* _TEXTO DE LECTURA_
El 4 de noviembre de 1967, Daniel Ortega, escapó de morir acribillado en una casa del barrio Monseñor Lezcano, de Managua, luego de una implacable persecución de la Guardia policial del dictador Somoza. Lo salvó Oscar René Vargas, militante de la primera hora del Frente Sandinista (FSLN).
Hace algunos días Oscar René fue capturado por la Guardia policial de Ortega y enviado a la cárcel. Se suma así al nutrido grupo de sandinistas históricos perseguidos por el régimen. Ortega, convertido en dictador, no sólo encarceló al destacado sociólogo nicaragüense, sino también al exvicecanciller, Hugo Tinoco, y a los comandantes Dora María Téllez y Hugo Torres (quien falleció en la cárcel); además obligó al exilio a los destacados escritores Sergio Ramírez y Gioconda Veliz, al comandante de la revolución, Luis Carrión, a los hermanos Mejía Godoy y al ex director del diario Barricada, Carlos Fernando Chamorro. Además, se encuentran habitando cárceles nicaragüenses destacadas figuras políticas democráticas, que intentaron desafiar electoralmente al dictador.
Los delitos imputados a Vargas, como en varios otros casos, son de una inconcebible arbitrariedad: menoscabo a la integridad nacional, propagación de noticias falsas y provocación para cometer rebelión.

* _TAREAS DEL EJERCICIO_
1. Según el texto de lectura, ¿quién salvó a Daniel Ortega el 4 de noviembre de 1967?
2. Reproduce el fragmento del texto de lectura que va desde "El 4 de noviembre" hasta "Frente Sandinista (FSLN).".

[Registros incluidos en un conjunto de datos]
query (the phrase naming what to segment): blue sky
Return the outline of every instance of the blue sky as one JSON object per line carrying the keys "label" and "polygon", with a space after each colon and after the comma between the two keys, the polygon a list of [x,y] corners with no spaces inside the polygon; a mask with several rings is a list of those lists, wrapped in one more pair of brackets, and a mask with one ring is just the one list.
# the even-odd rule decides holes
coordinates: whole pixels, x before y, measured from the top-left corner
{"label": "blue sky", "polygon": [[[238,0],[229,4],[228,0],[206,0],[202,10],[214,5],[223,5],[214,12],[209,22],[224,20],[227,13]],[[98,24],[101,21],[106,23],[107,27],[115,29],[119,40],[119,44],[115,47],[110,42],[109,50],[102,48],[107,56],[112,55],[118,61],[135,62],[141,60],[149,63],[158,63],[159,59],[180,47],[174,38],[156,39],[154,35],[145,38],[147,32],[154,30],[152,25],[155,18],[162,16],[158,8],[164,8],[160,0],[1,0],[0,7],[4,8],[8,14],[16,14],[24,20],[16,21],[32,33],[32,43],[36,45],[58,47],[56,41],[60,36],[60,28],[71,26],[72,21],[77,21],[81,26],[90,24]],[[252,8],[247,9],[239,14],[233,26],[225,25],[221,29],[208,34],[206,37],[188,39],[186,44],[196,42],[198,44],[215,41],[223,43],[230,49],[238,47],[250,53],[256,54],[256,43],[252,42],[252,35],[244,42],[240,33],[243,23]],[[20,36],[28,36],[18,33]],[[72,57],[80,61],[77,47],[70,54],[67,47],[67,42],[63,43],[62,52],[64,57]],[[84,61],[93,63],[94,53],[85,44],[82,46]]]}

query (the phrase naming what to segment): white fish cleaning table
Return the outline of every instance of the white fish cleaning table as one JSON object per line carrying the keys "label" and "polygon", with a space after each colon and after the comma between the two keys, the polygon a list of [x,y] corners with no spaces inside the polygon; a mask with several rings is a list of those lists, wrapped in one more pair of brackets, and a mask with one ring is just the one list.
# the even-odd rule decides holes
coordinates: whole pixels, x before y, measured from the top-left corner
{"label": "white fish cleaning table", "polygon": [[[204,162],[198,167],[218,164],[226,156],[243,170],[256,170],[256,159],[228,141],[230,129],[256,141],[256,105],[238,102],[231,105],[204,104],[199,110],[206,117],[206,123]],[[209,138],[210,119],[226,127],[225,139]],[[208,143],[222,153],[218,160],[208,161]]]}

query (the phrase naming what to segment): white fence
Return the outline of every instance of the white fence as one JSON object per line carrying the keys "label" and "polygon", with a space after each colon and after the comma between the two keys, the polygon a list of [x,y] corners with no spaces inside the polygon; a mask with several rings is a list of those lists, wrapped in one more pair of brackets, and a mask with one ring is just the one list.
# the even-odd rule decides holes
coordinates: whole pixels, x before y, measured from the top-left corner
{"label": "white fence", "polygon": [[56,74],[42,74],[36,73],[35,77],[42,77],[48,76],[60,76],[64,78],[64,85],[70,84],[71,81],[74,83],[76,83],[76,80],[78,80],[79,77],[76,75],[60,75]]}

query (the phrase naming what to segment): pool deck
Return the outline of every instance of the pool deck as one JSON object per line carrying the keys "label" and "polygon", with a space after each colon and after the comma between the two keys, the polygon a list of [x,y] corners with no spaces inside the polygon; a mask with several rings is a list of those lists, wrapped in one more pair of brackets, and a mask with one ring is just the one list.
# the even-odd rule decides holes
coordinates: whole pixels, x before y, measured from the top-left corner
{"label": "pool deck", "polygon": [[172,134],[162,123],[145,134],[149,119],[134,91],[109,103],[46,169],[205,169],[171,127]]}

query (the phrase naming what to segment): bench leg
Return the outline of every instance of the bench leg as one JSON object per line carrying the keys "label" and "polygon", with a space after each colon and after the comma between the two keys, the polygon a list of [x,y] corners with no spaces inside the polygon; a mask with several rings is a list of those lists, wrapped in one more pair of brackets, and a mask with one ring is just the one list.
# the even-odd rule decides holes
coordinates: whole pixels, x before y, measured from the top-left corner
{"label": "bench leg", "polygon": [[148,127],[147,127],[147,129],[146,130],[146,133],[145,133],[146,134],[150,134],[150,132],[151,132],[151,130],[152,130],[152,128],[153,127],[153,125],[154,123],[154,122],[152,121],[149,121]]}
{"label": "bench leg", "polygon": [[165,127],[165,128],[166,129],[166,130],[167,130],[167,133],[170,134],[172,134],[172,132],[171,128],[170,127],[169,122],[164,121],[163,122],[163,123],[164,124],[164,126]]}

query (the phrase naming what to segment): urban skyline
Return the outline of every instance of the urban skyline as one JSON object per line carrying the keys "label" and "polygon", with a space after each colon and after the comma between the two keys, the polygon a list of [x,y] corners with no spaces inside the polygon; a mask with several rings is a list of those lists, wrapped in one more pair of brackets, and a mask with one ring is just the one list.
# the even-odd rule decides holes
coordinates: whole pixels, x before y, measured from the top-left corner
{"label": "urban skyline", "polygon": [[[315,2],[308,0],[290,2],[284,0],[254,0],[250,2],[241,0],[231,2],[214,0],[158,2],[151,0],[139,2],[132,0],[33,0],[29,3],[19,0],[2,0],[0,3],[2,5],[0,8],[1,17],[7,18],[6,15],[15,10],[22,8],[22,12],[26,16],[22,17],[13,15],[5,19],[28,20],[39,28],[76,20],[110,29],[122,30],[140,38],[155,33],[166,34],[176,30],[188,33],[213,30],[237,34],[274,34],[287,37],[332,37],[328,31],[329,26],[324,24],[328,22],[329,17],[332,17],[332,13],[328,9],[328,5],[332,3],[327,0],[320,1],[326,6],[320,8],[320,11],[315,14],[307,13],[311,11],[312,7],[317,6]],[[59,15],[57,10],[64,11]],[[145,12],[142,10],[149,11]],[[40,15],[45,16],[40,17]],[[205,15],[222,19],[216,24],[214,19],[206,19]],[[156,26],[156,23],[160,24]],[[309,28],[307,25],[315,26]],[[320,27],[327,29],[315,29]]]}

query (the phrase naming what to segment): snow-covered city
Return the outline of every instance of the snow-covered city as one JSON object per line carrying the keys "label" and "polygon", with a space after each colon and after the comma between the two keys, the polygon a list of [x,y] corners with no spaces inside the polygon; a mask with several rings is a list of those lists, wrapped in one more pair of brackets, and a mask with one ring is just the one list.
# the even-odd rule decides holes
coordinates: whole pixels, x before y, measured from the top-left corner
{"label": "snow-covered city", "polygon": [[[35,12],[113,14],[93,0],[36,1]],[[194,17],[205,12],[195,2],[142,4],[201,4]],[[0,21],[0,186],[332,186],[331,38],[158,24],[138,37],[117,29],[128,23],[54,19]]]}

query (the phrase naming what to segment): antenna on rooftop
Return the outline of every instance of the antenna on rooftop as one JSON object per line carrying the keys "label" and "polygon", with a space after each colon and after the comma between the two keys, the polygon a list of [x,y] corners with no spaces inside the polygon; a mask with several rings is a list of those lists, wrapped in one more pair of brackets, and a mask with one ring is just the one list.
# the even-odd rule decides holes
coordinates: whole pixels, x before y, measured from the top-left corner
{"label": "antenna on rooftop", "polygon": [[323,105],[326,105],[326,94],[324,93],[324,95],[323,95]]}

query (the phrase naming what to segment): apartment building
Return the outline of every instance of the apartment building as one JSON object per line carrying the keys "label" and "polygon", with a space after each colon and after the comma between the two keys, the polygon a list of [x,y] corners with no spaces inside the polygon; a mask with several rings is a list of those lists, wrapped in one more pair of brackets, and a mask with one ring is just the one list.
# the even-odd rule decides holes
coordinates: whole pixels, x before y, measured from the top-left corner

==

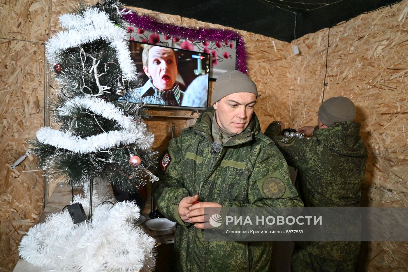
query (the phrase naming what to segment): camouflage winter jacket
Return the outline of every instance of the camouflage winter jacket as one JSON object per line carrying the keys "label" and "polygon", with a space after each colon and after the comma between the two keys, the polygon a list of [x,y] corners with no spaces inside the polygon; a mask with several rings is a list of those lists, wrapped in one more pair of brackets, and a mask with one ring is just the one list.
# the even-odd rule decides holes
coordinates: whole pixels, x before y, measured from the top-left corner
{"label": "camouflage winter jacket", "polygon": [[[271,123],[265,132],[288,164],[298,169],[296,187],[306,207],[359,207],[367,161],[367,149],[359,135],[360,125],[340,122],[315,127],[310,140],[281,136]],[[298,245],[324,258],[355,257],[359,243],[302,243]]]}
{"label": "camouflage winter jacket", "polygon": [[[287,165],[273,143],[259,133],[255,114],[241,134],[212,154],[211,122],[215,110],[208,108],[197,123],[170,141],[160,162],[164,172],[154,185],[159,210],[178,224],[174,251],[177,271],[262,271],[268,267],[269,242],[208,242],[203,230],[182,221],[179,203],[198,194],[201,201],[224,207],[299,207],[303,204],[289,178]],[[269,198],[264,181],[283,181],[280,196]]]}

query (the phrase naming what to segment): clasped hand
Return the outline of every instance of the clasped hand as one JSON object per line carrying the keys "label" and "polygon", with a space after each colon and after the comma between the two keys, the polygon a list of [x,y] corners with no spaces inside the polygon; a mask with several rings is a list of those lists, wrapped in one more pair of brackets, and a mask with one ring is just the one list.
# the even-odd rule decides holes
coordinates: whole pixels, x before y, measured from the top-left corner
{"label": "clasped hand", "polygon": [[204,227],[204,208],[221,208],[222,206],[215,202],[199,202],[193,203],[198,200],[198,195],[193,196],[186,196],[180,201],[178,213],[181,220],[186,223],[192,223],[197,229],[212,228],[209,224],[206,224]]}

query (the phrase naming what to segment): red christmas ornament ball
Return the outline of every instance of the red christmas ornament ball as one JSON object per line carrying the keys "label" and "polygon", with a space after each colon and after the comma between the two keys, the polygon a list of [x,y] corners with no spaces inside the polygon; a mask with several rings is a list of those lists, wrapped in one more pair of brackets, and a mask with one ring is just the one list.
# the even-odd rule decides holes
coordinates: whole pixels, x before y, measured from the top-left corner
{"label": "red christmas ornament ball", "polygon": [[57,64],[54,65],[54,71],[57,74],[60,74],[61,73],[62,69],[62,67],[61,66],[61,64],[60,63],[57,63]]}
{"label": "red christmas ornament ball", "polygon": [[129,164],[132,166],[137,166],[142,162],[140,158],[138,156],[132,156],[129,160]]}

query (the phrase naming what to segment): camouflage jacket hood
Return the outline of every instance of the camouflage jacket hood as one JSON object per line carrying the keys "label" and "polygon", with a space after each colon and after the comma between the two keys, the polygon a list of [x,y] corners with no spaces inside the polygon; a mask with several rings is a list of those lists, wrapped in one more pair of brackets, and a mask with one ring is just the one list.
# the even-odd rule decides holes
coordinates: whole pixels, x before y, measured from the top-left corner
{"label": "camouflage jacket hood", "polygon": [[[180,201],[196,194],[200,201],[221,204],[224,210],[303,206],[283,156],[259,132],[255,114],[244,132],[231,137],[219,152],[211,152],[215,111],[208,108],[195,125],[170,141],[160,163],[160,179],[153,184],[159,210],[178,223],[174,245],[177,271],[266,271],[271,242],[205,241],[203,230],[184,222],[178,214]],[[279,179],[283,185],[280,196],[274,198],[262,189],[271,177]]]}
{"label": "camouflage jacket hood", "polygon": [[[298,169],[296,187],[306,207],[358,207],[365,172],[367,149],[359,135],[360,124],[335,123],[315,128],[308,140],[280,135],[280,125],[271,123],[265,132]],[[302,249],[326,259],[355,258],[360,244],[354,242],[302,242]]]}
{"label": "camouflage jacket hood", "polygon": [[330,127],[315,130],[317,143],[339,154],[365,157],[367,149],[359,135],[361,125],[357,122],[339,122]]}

* _RESULTADOS POR TAREA_
1. Oscar René Vargas, militante de la primera hora del Frente Sandinista (FSLN).

2.
El 4 de noviembre de 1967, Daniel Ortega, escapó de morir acribillado en una casa del barrio Monseñor Lezcano, de Managua, luego de una implacable persecución de la Guardia policial del dictador Somoza. Lo salvó Oscar René Vargas, militante de la primera hora del Frente Sandinista (FSLN).